DOCUMENT SEGMENT —

__________

When WDRR scheduling is used, you can set the weight for each queue. The switch schedules queues in round-robin manner according to their weights. By default, queues on the S5720-HI, S5730-HI, S5731-H, S5731-S, S5731S-H, S5731S-S, and S5732-H use the WDRR scheduling mode, and the WDRR weight of each queue is 1.
In WDRR scheduling, the deficit indicates the bandwidth deficit of each queue. The initial value is 0. The system allocates bandwidth to each queue based on the weight and calculates the deficit as follows: If the deficit of a queue is greater than 0, the queue participates in scheduling. The switch sends a packet and calculates the deficit based on the length of the sent packet. If the deficit of a queue is less than 0, the queue does not participate in scheduling. The current deficit is used as the basis for the next round of scheduling.
In Figure 1-3, the weights of queues 7, 6, 5, 4, 3, 2, 1, and 0 are set to 40, 30, 20, 10, 40, 30, 20, and 10, respectively. During scheduling, queues 7, 6, 5, 4, 3, 2, 1, and 0 obtain 20%, 15%, 10%, 5%, 20%, 15%, 10%, and 5% of the bandwidth, respectively. Queues 7 and 6 are used as examples to describe WDRR scheduling. Assume that queue 7 obtains 400 bytes/s bandwidth and queue 6 obtains 300 bytes/s bandwidth.
First round of scheduling
Deficit [7][1] = 0 + 400 = 400
Deficit [6][1] = 0 + 300 = 300
After a packet of 900 bytes in queue 7 and a packet of 400 bytes in queue 6 are sent, the deficits of queues are calculated as follows:
Deficit [7][1] = 400 – 900 = –500
Deficit [6][1] = 300 – 400 = –100
Second round of scheduling
Deficit [7][2] = –500 + 400 = –100
Deficit [6][2] = –100 + 300 = 200
No packet in queue 7 is scheduled because the deficit of queue 7 is negative. After a packet of 300 bytes in queue 6 is sent, the deficit is calculated as follows:
Deficit [6][2] = 200 – 300 = –100
Third round of scheduling
Deficit [7][3] = –100 + 400 = 300
Deficit [6][3] = –100 + 300 = 200
After a packet of 600 bytes in queue 7 and a packet of 500 bytes in queue 6 are sent, the deficits of queues are calculated as follows:
Deficit [7][3] = 300 – 600 = –300
Deficit [6][3] = 200 – 500 = –300
Such a process is repeated and finally queues 7 and 6 respectively obtain 20% and 15% of the bandwidth. Therefore, you can obtain the required bandwidth by setting proper weights.

__________

DATA PROVIDED —
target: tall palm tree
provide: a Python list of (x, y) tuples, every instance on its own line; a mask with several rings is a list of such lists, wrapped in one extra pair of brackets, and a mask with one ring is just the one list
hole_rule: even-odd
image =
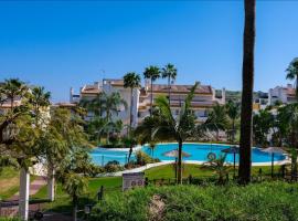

__________

WRITTEN TASK — Copy the stretch of the WDRR scheduling text from "When WDRR scheduling" through "round of scheduling.", changing "round-robin manner" to "round-robin fashion".

TASK RESULT —
When WDRR scheduling is used, you can set the weight for each queue. The switch schedules queues in round-robin fashion according to their weights. By default, queues on the S5720-HI, S5730-HI, S5731-H, S5731-S, S5731S-H, S5731S-S, and S5732-H use the WDRR scheduling mode, and the WDRR weight of each queue is 1.
In WDRR scheduling, the deficit indicates the bandwidth deficit of each queue. The initial value is 0. The system allocates bandwidth to each queue based on the weight and calculates the deficit as follows: If the deficit of a queue is greater than 0, the queue participates in scheduling. The switch sends a packet and calculates the deficit based on the length of the sent packet. If the deficit of a queue is less than 0, the queue does not participate in scheduling. The current deficit is used as the basis for the next round of scheduling.